Instructions for the task:
Filter the entries below, keeping only lines with "petal".

_ _ _ _ _ _ _

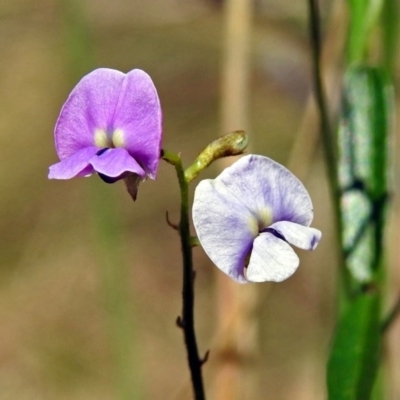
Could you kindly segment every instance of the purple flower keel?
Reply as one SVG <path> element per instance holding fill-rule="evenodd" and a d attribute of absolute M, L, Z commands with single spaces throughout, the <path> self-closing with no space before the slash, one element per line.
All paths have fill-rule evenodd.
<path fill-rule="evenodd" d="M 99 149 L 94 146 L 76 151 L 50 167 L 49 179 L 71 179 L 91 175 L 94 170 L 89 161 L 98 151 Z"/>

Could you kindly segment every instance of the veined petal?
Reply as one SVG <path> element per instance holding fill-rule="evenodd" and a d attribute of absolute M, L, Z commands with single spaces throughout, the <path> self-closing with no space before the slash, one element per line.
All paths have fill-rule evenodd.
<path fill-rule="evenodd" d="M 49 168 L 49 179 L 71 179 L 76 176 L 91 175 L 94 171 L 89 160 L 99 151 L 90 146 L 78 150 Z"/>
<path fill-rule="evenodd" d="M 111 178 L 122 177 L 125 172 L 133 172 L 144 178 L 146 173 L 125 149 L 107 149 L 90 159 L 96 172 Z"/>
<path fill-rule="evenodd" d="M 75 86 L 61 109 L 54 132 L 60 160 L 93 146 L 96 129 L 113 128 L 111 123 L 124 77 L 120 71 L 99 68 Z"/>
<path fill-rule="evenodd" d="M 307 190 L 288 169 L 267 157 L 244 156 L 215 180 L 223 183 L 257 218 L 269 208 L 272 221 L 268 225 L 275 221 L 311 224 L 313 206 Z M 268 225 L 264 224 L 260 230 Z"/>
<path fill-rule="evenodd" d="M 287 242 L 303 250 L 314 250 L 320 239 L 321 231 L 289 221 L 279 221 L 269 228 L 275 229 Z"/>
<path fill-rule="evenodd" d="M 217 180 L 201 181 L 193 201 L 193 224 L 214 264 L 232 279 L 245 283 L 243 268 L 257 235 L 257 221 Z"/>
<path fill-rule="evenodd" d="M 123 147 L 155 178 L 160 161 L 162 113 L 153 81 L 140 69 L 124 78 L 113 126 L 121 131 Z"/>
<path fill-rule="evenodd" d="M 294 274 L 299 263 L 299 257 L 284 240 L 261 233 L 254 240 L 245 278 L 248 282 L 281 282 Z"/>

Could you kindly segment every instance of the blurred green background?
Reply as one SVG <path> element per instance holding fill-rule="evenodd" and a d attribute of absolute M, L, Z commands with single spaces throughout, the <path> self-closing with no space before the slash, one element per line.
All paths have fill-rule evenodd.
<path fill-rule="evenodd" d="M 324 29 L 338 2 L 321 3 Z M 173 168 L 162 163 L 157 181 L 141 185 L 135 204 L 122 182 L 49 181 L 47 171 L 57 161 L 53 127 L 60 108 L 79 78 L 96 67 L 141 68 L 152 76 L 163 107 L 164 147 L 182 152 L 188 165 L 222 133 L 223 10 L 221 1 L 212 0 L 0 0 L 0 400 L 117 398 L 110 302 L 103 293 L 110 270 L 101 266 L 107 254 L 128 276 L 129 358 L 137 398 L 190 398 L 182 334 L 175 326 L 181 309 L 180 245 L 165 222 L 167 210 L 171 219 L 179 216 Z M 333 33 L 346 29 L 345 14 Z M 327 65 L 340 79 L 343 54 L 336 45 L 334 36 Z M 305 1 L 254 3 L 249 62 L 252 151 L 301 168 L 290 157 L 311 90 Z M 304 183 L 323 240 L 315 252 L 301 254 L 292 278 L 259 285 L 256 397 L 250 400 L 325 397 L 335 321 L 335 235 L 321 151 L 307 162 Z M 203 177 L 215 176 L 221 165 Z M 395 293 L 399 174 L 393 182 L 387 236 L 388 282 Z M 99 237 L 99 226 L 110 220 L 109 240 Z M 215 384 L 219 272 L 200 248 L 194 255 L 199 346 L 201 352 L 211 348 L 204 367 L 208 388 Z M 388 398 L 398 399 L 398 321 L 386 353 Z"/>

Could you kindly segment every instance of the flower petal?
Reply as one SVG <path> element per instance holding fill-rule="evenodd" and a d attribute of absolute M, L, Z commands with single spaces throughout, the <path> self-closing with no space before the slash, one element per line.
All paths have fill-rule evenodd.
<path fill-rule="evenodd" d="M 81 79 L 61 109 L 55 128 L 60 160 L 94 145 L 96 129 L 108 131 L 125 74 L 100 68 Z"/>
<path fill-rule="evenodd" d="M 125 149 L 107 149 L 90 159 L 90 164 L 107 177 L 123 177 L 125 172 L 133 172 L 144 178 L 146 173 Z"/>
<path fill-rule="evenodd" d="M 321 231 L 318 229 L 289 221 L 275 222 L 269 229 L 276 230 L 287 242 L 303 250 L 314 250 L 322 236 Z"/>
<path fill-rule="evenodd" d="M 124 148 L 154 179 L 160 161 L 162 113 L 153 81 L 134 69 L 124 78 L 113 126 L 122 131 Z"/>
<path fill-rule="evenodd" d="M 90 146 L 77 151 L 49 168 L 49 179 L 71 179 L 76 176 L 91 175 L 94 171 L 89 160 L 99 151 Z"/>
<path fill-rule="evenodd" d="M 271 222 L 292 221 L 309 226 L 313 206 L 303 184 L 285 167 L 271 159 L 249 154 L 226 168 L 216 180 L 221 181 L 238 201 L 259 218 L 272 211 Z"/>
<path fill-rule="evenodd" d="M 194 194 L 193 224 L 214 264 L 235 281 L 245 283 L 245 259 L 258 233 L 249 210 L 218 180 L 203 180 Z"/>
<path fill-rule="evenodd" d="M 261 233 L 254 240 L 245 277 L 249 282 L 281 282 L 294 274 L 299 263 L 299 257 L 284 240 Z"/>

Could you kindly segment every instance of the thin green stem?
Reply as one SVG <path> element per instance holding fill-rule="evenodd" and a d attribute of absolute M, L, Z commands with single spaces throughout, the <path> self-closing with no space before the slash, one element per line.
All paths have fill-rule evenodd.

_ _ _ _ _ _ _

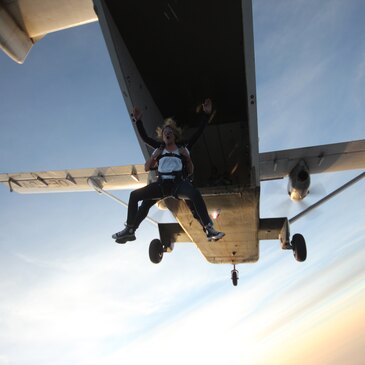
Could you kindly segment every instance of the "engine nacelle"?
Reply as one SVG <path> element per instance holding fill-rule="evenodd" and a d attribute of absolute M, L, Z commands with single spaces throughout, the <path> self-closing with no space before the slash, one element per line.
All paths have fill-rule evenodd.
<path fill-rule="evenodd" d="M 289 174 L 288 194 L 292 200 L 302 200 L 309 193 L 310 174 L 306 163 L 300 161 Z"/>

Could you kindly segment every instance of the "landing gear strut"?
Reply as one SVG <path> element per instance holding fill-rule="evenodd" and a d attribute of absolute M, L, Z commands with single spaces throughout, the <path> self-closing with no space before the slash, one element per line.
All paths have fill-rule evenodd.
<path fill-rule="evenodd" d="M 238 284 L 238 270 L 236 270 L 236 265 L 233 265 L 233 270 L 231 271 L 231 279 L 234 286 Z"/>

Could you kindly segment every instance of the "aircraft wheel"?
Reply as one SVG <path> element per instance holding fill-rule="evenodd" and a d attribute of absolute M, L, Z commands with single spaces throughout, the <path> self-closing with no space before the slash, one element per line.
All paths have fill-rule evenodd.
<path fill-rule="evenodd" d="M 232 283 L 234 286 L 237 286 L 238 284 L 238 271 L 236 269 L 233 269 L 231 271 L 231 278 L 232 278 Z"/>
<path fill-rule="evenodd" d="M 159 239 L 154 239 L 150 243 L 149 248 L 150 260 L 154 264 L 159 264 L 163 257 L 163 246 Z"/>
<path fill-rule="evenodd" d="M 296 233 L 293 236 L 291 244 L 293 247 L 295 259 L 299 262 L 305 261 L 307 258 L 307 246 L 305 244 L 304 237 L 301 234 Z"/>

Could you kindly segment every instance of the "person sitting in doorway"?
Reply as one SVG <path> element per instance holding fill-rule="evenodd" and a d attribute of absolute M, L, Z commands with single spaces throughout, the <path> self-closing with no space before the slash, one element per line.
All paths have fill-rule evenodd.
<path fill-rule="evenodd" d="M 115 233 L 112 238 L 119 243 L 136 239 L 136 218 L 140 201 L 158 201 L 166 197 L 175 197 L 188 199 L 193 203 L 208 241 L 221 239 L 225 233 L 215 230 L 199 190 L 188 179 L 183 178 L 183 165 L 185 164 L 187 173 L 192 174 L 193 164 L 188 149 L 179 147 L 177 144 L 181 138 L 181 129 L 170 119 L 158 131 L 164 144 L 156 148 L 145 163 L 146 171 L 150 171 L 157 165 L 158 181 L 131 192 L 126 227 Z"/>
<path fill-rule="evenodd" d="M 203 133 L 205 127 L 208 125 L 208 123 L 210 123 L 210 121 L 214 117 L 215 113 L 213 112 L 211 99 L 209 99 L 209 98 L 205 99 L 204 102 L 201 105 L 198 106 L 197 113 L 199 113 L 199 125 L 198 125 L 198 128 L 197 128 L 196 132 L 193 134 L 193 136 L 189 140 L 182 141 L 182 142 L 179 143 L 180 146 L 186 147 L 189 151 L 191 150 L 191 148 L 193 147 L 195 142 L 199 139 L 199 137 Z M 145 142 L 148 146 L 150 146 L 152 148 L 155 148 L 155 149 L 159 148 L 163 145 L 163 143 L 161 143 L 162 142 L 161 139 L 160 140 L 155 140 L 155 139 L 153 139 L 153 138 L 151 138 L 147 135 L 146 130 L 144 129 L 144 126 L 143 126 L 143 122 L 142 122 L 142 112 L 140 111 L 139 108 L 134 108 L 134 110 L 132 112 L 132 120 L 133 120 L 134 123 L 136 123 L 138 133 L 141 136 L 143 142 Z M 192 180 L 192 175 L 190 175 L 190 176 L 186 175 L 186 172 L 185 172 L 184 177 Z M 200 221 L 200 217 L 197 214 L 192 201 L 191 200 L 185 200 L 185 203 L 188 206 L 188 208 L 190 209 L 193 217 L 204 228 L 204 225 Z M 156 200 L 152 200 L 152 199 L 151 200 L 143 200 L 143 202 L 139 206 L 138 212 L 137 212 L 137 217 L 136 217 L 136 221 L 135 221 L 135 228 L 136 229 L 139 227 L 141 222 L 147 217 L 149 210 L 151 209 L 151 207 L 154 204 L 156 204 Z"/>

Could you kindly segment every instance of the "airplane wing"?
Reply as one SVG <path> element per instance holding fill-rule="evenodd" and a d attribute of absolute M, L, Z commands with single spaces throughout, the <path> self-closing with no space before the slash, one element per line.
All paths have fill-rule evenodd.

_ _ _ _ _ _ _

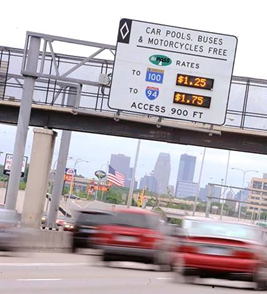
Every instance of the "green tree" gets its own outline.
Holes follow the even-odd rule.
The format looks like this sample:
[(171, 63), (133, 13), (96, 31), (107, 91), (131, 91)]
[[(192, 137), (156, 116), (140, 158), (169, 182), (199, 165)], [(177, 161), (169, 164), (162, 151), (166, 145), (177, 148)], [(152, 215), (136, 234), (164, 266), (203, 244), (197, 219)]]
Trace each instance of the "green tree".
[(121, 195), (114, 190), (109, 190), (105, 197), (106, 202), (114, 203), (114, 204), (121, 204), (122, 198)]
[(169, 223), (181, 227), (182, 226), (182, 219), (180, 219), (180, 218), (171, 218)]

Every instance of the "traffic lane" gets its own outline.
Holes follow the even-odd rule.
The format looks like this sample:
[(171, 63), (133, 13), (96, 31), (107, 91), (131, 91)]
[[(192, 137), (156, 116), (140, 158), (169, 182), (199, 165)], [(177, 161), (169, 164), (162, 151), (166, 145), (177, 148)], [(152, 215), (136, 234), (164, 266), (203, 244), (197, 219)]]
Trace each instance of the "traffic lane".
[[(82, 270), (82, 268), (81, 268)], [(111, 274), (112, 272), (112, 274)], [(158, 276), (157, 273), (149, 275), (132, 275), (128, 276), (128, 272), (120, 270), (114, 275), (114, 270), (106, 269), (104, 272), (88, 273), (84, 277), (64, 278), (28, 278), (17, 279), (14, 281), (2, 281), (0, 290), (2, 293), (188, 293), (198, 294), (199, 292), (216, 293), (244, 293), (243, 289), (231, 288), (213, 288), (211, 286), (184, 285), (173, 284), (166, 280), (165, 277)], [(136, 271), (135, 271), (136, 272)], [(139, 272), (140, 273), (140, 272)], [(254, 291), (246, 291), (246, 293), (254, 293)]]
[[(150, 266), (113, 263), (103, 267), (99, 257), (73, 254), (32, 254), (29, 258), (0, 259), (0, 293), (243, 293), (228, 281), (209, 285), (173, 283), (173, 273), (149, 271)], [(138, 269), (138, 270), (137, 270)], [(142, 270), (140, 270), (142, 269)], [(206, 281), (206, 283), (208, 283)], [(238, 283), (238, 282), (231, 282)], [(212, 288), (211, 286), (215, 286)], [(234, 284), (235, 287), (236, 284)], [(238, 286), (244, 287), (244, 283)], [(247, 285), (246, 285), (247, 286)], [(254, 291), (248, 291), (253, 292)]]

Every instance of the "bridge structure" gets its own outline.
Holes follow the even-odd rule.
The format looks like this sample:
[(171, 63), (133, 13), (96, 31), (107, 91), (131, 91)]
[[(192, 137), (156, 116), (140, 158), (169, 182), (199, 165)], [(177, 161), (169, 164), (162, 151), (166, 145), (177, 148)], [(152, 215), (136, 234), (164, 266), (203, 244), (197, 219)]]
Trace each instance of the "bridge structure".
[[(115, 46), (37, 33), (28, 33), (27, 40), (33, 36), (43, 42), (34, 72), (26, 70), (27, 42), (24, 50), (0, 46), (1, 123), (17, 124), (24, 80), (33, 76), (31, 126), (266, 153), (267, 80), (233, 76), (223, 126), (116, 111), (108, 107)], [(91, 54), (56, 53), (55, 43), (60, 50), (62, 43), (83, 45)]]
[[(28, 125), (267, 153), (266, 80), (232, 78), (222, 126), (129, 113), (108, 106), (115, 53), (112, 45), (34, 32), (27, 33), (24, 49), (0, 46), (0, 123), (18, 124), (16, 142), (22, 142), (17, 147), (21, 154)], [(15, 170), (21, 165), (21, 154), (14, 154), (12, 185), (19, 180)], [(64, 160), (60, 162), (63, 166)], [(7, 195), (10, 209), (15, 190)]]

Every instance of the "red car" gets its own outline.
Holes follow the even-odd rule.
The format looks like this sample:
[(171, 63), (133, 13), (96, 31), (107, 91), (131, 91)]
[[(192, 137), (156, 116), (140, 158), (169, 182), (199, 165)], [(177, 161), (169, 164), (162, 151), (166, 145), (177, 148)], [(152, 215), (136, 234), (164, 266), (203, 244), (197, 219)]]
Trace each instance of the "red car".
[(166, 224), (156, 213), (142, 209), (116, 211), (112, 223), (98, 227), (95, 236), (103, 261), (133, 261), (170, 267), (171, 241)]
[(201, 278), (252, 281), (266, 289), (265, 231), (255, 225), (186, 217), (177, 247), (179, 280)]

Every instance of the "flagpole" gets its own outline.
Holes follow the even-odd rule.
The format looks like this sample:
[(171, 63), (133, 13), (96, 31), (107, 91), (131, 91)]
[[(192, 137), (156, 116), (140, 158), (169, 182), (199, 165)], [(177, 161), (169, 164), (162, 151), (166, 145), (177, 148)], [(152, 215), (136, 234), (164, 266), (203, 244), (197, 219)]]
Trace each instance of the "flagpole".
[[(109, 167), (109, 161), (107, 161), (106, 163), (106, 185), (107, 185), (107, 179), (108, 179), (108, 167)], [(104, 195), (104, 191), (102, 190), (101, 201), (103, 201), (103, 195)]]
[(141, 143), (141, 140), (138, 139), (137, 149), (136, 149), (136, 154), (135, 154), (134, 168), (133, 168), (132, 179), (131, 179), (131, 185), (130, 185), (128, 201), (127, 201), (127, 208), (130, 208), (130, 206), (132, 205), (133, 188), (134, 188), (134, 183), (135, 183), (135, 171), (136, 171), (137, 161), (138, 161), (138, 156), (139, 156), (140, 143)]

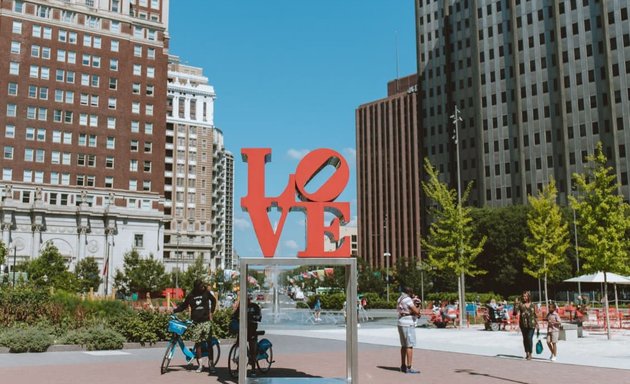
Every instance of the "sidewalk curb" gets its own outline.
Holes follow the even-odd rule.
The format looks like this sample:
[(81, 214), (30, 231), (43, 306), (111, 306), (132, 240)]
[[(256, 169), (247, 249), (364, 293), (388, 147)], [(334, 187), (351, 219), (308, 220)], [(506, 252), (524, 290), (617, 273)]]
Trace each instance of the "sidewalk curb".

_ _ _ _ _ _ _

Finished task:
Could you kindly segment every instance of the veined petal?
Could you kindly segment every instance of the flower petal?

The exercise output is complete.